>> start Data lines

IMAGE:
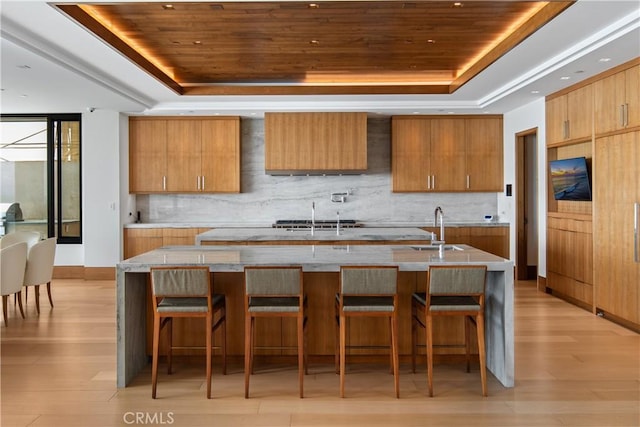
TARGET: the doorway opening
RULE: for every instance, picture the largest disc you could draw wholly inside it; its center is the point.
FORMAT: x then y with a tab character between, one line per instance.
526	205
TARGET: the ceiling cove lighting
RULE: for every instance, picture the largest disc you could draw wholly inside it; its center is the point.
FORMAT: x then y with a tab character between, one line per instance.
121	34
516	23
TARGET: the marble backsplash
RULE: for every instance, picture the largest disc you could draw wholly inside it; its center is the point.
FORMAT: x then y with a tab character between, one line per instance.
266	198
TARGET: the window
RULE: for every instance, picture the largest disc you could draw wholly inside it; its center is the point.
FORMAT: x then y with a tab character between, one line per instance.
40	175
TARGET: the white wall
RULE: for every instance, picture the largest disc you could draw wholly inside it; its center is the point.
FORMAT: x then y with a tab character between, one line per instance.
530	116
101	188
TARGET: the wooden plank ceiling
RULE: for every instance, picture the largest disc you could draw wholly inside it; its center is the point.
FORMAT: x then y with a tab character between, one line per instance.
327	47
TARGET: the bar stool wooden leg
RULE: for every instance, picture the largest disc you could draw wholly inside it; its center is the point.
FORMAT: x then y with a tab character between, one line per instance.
154	360
248	344
209	343
343	349
301	354
481	352
429	340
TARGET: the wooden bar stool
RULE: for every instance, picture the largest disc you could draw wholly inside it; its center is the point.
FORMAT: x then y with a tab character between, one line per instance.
368	291
273	292
451	291
185	292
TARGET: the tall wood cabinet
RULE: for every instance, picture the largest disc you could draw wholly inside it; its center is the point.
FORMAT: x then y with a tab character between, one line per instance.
436	154
593	248
616	215
617	105
570	116
184	155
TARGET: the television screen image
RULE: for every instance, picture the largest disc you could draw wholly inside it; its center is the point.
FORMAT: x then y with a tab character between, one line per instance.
570	179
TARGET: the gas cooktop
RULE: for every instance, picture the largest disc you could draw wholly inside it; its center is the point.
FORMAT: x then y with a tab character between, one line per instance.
319	224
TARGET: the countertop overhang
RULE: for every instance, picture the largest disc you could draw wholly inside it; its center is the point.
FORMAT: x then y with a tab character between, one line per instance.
394	234
324	258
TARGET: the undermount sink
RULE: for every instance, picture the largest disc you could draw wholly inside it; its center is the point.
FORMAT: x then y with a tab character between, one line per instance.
437	248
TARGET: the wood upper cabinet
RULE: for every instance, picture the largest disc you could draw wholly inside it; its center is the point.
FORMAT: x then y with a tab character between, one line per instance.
432	153
484	154
616	213
184	155
315	142
410	153
617	101
147	155
570	116
447	155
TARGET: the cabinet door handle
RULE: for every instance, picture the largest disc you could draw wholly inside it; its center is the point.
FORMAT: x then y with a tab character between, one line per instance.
636	214
626	115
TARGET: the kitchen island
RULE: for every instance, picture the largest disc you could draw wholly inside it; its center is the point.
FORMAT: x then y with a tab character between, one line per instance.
320	264
304	236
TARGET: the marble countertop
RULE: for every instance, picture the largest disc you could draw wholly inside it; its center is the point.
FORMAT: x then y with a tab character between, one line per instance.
282	234
313	257
208	224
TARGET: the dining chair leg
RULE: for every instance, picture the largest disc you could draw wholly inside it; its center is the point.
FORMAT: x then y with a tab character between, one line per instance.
37	291
49	293
209	343
154	360
4	309
19	295
429	341
343	348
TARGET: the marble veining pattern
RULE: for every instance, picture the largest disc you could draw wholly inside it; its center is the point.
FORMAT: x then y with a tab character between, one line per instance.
265	198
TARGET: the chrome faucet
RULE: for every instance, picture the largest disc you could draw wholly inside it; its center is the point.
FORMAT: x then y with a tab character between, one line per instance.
438	213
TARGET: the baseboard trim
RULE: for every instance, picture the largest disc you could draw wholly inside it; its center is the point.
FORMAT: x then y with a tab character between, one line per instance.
84	273
542	284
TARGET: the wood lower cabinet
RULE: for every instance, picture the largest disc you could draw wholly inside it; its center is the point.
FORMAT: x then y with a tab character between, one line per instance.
184	155
616	217
570	258
435	154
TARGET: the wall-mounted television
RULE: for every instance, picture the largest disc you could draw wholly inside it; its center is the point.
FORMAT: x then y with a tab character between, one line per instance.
570	179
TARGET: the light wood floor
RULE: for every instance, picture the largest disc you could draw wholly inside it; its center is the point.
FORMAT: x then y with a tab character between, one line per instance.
58	369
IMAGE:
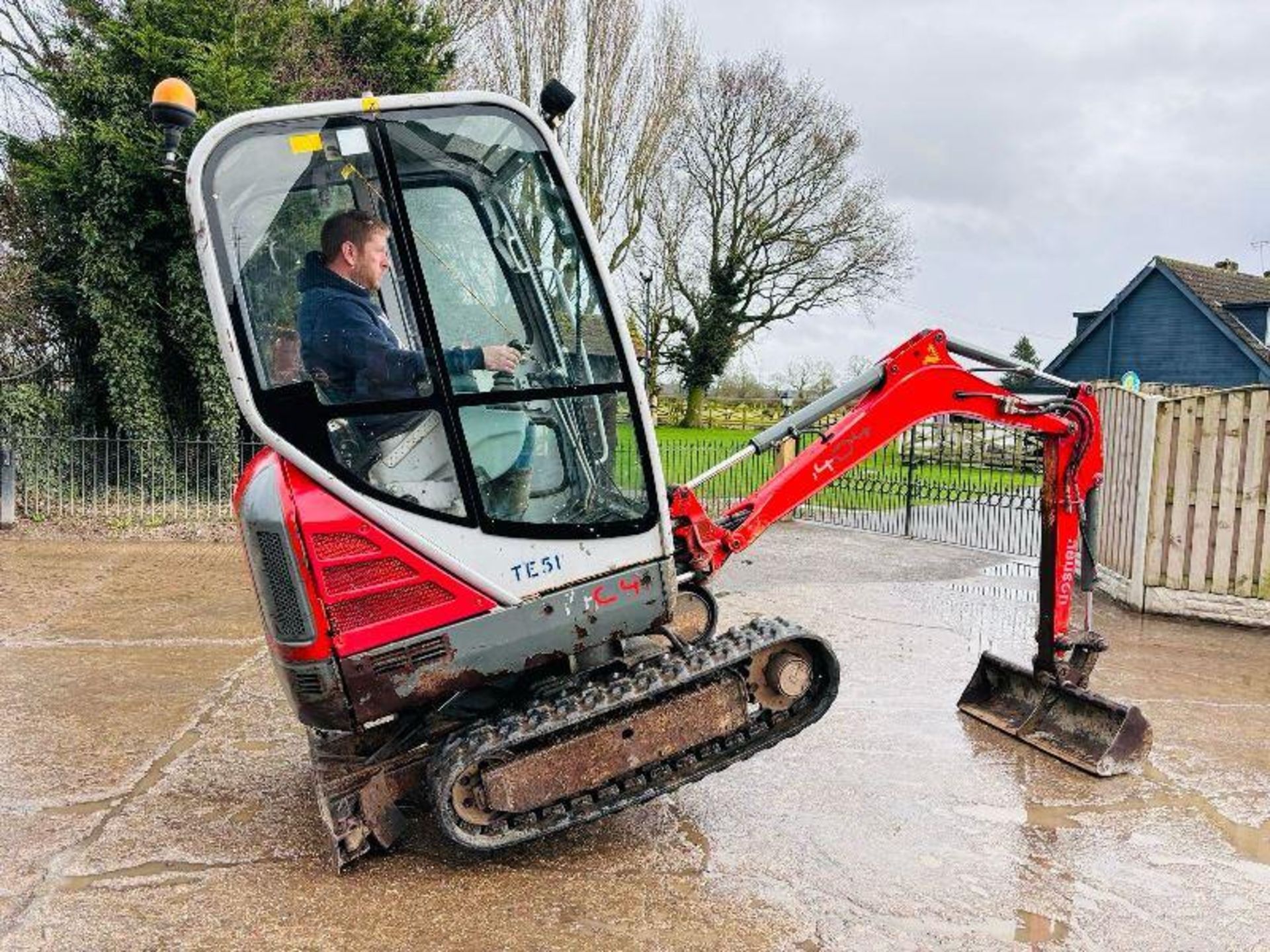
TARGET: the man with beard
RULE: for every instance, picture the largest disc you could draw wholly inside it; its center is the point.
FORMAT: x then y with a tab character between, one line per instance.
347	344
353	354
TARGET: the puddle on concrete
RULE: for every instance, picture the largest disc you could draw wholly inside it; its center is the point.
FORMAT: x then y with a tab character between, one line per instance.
257	746
1013	571
1028	928
143	871
81	809
1034	927
244	814
1003	592
1249	842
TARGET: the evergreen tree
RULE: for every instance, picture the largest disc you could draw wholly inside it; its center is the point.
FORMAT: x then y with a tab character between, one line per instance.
87	214
1025	353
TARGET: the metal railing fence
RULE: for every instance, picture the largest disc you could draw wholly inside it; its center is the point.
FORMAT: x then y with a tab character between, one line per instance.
945	480
108	476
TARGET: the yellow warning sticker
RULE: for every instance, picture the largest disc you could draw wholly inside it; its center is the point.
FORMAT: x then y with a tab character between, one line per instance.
306	143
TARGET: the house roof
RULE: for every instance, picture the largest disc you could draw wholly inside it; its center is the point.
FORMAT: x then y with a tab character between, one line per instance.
1210	288
1217	287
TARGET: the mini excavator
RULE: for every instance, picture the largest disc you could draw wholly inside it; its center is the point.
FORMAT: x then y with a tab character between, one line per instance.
476	589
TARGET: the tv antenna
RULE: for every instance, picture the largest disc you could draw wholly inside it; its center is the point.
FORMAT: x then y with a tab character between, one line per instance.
1261	252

>> end Data lines

» **Task goal**
Please rewrite every line of the items, starting at the line that contains "TARGET: the house roof" and ending at the last line of the items, shifting each coordinate in the answers up by 12. Leave all other lines unchanged.

» **The output**
TARGET: the house roof
RULE: for every instance, picture the largest disc you could draw wholly inside it; its center is the point.
FORMAT: x then y with a tab character between, one line per instance.
1222	300
1229	299
TARGET: the mini excavator
RULE: for every instance, picture the largest disc you could draw wholly inside it; its center is the point.
FORMAT: x then y with a tab character between, one line per instance.
488	601
TARGET: the tv antenna
RULE: for every instance, picture the largest disc you could draw wholly inside it; its center is the point.
FORMAT: x then y with a tab character between, one line per instance.
1273	264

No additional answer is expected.